Given text |
________________________

In some applications, however, it is difficult to know if the estimate corresponds to anything meaningful. Consider the concept of intelligence. It is always possible to administer tests and tally the scores. The act of tallying the scores, however, does not guarantee that the test measures intelligence or even that a true concept of intelligence exists (Gould, 1996). Whether a test measures its intended target is its construct validity, and construct validity stands as a critical part of measurement.

In the case of divergence point analyses, we believe that criteria for construct validity are in order. In our review of the method, we identified a basic criterion: There must be one true divergence point that the method estimates. Such a divergence point should be non-trivial, which means that it gives us information about the manipulation at hand. Figure 1 shows an example with good construct validity in that there is an actual divergence point that is not trivial. However, as will be shown below, such cases are rare, and not compatible with current information-processing theories.

Trivial divergence points

The lack of construct validity is understood by considering the lower bound of support of a distribution. This lower bound refers to the point below which latencies are not possible; for example, if latencies follow an exponential distribution that admits only positive response times, the lower bound is zero. Lower bounds need not be finite; for example, the lower bound for the normal and ex-Gaussian distributions are −. In most process models, the lower bound is a free parameter, called the irreducible minimum, which denotes a minimum time for encoding the stimulus and making a motor response (Dzhafarov, 1992; Luce, 1986; Ratcliff, 1979). Examples of such models include the diffusion model (Ratcliff, 1978) where the lower bound is Ter, race models (Rouder et al., 2005) where the lower bound is ψ, and the linear ballistic accumulator (Brown and Heathcote, 2008) where the lower bound is T0.

We call a divergence point trivial if (a) both distributions share the same lower bound of support, and (b) the divergence point is at this lower bound of support. Consider the divergence point of two ex-Gaussian distributions that only differ in τ (i.e., the tail parameter) while the values of μ and σ are identical in both conditions. One might expect a divergence point in this setup, as the underlying factor seemingly affects a late component in the distribution. Figure 2a and b show the density functions and the CDFs, respectively, for this setup. Perhaps counter-intuitively, the CDFs have no common points to diverge from. Instead, the distribution with the smaller exponential scale is faster everywhere. If one is to talk about a divergence point at all, it would be at −, which in this case is the lower bound of support.

________________________

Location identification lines
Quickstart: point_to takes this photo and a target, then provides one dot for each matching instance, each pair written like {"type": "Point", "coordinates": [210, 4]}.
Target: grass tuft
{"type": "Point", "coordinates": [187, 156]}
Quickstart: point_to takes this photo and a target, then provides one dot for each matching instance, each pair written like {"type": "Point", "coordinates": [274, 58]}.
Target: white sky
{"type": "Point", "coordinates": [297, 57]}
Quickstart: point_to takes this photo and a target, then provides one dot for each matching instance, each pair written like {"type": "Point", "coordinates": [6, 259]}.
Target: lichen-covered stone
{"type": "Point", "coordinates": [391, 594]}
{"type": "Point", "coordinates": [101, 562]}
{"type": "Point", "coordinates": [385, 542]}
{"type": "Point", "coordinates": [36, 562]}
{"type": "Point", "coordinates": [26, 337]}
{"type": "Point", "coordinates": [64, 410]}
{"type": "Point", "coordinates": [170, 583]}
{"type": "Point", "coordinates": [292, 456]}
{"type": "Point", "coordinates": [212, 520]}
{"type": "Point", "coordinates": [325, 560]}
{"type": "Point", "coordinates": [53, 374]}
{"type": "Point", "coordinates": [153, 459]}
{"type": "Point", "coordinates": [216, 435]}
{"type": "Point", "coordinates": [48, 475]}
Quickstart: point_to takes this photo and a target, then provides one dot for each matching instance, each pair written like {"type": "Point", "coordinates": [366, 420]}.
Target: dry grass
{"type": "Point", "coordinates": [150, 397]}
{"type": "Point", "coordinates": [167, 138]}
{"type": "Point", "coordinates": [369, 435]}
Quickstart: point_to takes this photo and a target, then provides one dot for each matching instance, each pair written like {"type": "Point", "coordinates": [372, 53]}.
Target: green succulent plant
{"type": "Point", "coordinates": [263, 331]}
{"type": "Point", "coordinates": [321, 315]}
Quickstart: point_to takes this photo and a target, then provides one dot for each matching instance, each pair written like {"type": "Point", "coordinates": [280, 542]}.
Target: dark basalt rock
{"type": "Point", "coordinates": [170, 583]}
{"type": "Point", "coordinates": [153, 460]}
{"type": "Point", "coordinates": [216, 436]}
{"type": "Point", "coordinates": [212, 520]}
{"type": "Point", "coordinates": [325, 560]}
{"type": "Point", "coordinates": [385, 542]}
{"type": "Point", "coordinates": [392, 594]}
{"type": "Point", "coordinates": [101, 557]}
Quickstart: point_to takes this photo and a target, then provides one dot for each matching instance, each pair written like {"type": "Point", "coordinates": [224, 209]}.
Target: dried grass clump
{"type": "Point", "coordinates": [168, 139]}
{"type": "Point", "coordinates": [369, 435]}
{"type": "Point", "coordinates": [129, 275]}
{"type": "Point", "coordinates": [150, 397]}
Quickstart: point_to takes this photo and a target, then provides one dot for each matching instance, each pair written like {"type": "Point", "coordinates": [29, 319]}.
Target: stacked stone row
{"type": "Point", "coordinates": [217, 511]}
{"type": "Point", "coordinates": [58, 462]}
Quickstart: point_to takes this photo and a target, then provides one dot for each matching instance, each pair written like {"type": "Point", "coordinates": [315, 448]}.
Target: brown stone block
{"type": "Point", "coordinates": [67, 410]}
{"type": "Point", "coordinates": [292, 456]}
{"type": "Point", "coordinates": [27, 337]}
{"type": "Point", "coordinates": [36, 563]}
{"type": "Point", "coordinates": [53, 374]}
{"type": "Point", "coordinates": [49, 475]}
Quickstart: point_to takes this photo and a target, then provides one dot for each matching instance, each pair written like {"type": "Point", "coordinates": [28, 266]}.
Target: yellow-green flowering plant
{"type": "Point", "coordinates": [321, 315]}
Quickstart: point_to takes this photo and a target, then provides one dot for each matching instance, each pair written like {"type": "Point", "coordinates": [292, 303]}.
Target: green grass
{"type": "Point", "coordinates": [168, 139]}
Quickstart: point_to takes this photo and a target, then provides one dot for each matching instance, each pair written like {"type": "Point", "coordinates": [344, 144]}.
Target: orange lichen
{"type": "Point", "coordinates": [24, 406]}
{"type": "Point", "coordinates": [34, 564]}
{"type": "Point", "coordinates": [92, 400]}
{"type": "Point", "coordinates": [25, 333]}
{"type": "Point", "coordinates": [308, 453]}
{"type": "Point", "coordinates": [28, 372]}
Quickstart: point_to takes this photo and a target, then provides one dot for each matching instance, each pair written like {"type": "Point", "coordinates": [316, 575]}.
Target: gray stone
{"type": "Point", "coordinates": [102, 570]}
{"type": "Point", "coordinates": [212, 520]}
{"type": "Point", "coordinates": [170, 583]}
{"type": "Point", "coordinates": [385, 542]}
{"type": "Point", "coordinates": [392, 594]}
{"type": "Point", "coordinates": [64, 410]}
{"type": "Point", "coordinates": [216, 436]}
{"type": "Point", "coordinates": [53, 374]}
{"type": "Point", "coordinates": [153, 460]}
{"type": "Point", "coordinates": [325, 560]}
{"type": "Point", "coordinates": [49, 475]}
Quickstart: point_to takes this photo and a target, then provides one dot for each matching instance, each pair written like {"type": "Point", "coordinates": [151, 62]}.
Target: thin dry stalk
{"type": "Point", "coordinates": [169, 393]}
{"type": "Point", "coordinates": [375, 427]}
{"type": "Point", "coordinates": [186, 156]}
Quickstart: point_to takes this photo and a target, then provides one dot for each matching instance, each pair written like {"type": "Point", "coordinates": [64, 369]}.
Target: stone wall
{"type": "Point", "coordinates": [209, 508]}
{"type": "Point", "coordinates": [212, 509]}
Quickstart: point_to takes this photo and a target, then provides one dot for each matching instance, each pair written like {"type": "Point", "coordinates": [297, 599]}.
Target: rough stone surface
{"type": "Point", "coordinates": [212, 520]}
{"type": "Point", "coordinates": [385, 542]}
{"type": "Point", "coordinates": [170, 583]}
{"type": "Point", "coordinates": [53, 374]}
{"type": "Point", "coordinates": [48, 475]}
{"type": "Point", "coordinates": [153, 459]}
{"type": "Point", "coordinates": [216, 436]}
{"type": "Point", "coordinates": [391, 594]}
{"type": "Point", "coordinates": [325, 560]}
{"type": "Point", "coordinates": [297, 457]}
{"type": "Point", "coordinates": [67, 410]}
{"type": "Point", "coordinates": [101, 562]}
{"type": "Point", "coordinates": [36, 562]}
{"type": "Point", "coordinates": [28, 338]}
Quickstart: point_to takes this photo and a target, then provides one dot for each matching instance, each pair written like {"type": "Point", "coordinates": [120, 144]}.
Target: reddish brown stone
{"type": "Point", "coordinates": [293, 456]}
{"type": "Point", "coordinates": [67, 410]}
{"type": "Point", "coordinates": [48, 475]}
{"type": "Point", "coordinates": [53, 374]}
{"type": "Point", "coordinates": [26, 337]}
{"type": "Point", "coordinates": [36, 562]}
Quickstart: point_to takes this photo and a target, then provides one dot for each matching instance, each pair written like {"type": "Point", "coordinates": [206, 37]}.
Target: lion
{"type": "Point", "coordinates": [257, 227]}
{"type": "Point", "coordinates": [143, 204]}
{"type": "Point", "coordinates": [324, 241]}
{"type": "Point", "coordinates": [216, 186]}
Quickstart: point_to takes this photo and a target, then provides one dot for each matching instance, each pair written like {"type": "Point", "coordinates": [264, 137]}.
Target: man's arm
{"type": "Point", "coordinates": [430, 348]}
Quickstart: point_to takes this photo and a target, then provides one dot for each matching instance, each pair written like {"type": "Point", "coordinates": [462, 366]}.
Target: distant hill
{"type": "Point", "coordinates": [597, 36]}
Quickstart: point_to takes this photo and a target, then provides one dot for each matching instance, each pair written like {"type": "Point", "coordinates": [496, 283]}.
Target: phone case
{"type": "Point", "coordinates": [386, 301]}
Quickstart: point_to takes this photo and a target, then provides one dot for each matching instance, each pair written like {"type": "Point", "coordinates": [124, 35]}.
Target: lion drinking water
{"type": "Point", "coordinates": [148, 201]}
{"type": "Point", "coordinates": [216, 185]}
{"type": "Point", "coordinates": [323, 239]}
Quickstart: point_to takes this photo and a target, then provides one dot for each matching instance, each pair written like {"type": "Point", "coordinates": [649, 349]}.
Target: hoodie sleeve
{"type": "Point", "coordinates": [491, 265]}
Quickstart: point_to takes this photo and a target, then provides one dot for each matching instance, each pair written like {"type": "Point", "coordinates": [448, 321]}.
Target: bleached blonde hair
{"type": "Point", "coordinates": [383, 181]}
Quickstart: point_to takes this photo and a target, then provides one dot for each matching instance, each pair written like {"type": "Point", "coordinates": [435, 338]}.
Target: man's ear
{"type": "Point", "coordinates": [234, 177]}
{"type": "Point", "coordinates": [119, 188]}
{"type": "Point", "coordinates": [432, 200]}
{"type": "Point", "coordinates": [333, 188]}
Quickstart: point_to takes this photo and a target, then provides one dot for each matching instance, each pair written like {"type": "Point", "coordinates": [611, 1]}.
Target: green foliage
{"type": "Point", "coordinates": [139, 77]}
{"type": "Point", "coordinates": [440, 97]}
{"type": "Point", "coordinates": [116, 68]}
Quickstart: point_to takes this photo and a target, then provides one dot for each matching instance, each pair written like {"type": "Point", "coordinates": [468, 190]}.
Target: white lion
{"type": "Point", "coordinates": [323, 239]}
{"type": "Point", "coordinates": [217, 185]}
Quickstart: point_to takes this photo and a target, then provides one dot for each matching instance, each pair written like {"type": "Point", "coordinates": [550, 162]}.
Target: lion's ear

________________________

Written instruction A |
Reproduce the stretch of the passage on divergence point analyses from "In the case" through "current information-processing theories.".
Written instruction B |
Proceed with the passage on divergence point analyses, picking up after its final sentence.

Reply A |
In the case of divergence point analyses, we believe that criteria for construct validity are in order. In our review of the method, we identified a basic criterion: There must be one true divergence point that the method estimates. Such a divergence point should be non-trivial, which means that it gives us information about the manipulation at hand. Figure 1 shows an example with good construct validity in that there is an actual divergence point that is not trivial. However, as will be shown below, such cases are rare, and not compatible with current information-processing theories.

Reply B |
Fig. 2
figure 2

Density functions and cumulative distribution functions for ex-Gaussian distributions that have trivial divergence points. For both distributions mu = 300 and sigma = 100, tau is 150 for the distribution is represented with black lines, and tau = 300 for the distribution represented with a light line

As it turns out, trivial divergence points are the norm in experimental situations. For example, this triviality holds in situations in which the μ parameter is affected in the same direction as the τ parameter by an experimental manipulation. This situation is quite ubiquitous, particularly for first-order effects like word frequency (see for example Table 1 in Staub, 2011, in which the frequency effects in first fixation duration are Δμ = 16ms, and Δτ = 10ms).

Trivial divergence points are common in distributions with finite lower bounds of support. Take, for example, the diffusion model. Trivial divergence points occur when any parameter is affected, except for the Ter, the lower bound. The usual experiment is designed to affect drift rate, bound, or starting points, and these usual cases imply a trivial divergence.

Figure 3 shows some processes that result in trivial divergence. Each of the panels represents a process model with different assumptions regarding the source of variability in the latency distribution. In Fig. 3a, the first mechanism is the same for the two conditions, it has a mean of 382 ms, and a standard deviation of 50 (analogous to the T0 & ST parameters in diffusion models). The beginning of the second process (the linear activation function) occurs at the end of the first process, and the latency is the point in time at which the activation reaches the threshold. Even if we assume that there is no variability in the activation rate within a category, the true divergence point is the shift value, which is trivial.

Fig. 3
figure 3

Four scenarios for plausible mechanisms of decision-making under a simplified linear activation function. For each of the panels, the bottom part represents the activation processes, the middle part represent the density function for the latencies, and the top panel represents the cumulative density functions. In the four panels, the distributions that have trivial divergence points. See the main text for an explanation of each of the mechanisms

In the scenario represented by Fig. 3b, we changed the locus of variability. In this case, the ending of the first process is constant at 382 ms, while the rate of activation of the second process varies within each condition. Again, the divergence point is trivial and corresponds to a cumulative probability value of zero. For Fig. 3c, we included variability in the ending time of the first process and variability in the activation level of the second process; again, while the two conditions are identical for the first component, and vary only on the second component, the divergence point is trivial and corresponds to a cumulative probability value of zero.

Figure 3d represents the assumption of activation beginning at time zero, and the second process affecting such activation only after the divergence point. We assume some variability in the first process, but no difference between conditions, and a difference between conditions for the second process but without variability. In other words, the variability in this mechanism is restricted to the beginning activation. Again, the divergence point is trivial. Any combination of variability like the ones explored in Fig. 3a–d will generate a trivial divergence point. These examples raise the question of whether any process models yield a true non-trivial divergence points like that in Fig. 1.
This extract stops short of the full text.